* _Problem requirements_: Could you output the listing below line for line, with every character unchanged?

(Extracted listing)
=-=-=
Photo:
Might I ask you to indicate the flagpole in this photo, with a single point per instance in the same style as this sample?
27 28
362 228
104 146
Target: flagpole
=-=-=
* _Task solution_:
Photo:
Might I ask you to indicate the flagpole in this photo, with a single point per instance in the same style as this sample?
27 28
362 228
104 146
Target: flagpole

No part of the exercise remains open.